CONSIGNE: Selon l’extrait à lire, pourquoi la découverte faite dans le gisement de Moulendé fait-elle reculer le moment de l’émergence des organismes eucaryotes ? Répondez en une à trois phrases.

L’origine des cellules eucaryotes* est un défi majeur en biologie évolutive, suscitant un débat tenace au sein de la communauté scientifique depuis des décennies. Une équipe internationale coordonnée par Abderrazak El Albani (IC2MP – Université de Poitiers/CNRS) a mis en évidence les plus vieux fossiles de protistes eucaryotes, qui vivaient dans l’eau de mer (plancton) il y a 2,1 milliards d’années. Ces fossiles ont été découverts dans le fameux gisement gabonais de Moulendé, qui avait déjà livré les plus anciens organismes multicellulaires « Gabonionta », ce qui permet d’apporter un éclairage nouveau sur le début de l’émergence des eucaryotes.

Cette découverte fait reculer le curseur de l’émergence des organismes eucaryotes de plus de 300 millions d’années.

DONNÉES PRÉSENTÉES:
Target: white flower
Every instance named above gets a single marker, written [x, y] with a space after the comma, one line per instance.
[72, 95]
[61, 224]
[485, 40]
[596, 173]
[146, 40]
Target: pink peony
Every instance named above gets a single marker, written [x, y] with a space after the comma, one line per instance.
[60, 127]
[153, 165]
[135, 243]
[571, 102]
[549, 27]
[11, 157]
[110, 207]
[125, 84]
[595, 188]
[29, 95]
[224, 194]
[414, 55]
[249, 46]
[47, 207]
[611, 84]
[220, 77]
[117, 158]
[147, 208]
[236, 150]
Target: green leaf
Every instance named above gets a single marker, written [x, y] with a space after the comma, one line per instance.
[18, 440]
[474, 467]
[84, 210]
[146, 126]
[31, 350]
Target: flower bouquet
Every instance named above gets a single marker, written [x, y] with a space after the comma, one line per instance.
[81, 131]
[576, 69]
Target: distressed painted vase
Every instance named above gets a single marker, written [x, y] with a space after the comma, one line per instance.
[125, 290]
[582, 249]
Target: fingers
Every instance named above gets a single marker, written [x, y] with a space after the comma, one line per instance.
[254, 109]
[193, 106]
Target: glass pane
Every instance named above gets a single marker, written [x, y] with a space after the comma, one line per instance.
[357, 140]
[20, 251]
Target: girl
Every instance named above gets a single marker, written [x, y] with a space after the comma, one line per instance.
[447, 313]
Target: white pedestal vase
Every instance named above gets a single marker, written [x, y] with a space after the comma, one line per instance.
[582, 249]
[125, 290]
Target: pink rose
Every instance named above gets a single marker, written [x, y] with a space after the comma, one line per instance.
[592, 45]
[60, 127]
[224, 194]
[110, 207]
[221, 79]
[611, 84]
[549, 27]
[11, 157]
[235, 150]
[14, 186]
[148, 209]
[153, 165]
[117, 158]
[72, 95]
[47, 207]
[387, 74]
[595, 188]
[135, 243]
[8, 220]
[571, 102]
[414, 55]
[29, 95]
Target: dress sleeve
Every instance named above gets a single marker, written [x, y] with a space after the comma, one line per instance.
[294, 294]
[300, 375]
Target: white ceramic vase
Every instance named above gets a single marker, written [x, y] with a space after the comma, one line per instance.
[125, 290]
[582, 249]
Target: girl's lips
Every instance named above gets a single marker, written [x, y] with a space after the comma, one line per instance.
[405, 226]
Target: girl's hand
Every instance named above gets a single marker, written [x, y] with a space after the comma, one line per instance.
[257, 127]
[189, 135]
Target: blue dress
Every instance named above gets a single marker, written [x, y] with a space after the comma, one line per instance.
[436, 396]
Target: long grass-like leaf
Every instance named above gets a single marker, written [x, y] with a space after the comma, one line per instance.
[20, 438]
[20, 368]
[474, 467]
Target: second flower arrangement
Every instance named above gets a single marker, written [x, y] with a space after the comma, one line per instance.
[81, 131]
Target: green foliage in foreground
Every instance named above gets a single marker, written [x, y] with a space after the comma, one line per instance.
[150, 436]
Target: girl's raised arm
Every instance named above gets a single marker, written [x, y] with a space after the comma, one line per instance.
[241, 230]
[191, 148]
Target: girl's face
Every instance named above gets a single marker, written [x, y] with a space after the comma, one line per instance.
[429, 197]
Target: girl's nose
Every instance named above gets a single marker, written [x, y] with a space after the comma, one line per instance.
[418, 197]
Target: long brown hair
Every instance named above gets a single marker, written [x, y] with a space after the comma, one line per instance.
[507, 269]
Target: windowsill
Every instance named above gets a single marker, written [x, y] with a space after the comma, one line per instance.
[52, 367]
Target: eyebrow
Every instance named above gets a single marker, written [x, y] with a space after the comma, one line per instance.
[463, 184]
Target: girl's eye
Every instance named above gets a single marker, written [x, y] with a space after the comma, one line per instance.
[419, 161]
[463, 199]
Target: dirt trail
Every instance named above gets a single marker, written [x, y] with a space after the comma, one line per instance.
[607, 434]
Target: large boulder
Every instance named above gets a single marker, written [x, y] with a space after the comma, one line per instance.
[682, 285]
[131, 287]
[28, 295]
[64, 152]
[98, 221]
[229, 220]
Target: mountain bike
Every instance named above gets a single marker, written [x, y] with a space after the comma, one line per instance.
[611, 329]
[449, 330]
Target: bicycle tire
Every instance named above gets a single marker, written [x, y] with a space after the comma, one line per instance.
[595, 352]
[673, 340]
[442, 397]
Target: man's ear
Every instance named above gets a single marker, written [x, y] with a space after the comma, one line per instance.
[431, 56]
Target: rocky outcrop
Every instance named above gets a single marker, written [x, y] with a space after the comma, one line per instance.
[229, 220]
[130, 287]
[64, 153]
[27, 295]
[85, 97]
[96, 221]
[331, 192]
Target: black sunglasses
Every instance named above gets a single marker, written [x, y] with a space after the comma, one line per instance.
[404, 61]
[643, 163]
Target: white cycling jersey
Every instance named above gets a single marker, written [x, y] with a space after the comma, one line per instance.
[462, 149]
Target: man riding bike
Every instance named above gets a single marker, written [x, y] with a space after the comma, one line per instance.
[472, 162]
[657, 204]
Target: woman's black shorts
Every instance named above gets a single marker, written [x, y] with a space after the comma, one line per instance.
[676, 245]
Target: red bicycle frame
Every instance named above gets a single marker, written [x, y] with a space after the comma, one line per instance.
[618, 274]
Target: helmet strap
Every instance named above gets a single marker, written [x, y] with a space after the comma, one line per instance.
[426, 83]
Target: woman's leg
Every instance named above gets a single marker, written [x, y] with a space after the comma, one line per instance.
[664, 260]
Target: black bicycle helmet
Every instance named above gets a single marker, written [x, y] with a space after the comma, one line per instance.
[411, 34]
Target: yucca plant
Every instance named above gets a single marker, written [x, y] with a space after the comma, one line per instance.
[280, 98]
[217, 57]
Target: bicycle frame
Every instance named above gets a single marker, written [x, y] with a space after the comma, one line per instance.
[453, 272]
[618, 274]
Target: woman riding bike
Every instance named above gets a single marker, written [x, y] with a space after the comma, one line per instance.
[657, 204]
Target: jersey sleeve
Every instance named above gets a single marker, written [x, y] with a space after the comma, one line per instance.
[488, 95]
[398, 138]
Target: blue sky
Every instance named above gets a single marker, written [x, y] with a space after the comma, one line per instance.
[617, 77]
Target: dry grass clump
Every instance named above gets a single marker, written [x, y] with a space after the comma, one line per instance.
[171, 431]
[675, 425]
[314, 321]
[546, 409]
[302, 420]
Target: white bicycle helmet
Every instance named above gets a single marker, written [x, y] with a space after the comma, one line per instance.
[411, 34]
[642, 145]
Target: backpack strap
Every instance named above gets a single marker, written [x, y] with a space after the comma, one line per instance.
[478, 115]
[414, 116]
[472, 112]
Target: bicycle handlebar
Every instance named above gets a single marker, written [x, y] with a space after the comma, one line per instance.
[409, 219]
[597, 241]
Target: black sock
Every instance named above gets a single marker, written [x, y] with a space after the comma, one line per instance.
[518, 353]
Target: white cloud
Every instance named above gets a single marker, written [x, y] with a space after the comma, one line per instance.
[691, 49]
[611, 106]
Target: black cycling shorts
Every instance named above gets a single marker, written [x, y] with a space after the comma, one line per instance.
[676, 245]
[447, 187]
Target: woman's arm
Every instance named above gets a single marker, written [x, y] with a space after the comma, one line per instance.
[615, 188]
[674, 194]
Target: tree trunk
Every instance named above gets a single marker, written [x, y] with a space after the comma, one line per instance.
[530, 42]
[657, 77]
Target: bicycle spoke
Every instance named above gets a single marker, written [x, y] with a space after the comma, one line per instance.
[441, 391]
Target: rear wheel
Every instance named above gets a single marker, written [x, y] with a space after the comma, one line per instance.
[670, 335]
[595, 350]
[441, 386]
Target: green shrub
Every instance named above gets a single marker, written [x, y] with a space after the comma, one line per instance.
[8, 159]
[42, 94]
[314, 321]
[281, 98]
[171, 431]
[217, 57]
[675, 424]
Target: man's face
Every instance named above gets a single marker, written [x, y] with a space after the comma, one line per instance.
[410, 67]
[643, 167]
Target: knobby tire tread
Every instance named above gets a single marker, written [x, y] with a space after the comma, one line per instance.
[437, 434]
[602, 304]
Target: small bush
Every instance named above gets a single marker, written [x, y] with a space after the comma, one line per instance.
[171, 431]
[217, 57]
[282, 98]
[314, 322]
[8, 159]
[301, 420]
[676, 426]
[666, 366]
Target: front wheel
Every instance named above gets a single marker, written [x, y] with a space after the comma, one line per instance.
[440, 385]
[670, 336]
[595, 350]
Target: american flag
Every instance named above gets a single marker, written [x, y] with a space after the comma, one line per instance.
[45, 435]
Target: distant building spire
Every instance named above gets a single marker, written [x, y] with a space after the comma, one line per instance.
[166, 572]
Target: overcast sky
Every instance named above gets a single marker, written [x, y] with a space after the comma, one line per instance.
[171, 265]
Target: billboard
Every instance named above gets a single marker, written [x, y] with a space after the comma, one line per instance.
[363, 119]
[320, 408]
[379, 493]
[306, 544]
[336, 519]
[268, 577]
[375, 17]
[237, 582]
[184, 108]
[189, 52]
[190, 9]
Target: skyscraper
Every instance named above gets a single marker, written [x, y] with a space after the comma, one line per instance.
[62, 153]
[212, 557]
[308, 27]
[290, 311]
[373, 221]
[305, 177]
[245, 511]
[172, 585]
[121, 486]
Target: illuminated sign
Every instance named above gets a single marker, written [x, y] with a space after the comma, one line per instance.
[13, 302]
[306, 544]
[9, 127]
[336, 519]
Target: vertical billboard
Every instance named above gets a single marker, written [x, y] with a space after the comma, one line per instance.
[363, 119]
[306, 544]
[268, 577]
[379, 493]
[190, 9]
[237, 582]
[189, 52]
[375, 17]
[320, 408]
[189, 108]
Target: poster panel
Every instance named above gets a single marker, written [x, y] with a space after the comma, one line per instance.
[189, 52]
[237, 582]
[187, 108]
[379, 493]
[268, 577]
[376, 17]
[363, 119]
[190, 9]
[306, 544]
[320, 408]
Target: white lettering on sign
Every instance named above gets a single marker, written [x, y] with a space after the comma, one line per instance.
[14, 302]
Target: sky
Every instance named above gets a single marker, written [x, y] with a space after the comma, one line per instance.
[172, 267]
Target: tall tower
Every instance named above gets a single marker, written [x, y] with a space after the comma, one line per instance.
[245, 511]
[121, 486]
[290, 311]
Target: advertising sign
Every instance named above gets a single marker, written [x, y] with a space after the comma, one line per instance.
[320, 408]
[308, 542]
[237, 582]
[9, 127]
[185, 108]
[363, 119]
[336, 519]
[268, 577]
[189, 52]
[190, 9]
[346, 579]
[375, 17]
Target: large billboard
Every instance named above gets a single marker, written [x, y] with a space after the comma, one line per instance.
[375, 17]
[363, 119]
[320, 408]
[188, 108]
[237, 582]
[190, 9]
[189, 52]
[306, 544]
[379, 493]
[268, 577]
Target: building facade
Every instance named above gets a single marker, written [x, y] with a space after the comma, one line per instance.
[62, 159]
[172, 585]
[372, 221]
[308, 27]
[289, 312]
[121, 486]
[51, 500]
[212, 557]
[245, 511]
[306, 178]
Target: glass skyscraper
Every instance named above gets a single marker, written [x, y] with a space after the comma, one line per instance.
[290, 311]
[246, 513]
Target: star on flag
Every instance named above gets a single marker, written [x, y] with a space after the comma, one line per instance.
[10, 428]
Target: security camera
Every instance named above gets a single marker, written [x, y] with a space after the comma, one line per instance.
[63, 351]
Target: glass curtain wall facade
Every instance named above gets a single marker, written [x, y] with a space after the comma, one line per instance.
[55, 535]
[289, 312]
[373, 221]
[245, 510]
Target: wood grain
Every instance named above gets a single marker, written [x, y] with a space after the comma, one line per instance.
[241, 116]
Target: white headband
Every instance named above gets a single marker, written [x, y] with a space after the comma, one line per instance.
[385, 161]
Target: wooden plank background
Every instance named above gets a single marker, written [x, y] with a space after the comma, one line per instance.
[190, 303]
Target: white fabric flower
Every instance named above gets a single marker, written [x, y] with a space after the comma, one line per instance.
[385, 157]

RÉPONSE: Dans ce gisement gabonais, l’équipe a mis en évidence les plus vieux fossiles de protistes eucaryotes, qui vivaient dans l’eau de mer il y a 2,1 milliards d’années. Ces fossiles font reculer l’émergence des organismes eucaryotes de plus de 300 millions d’années.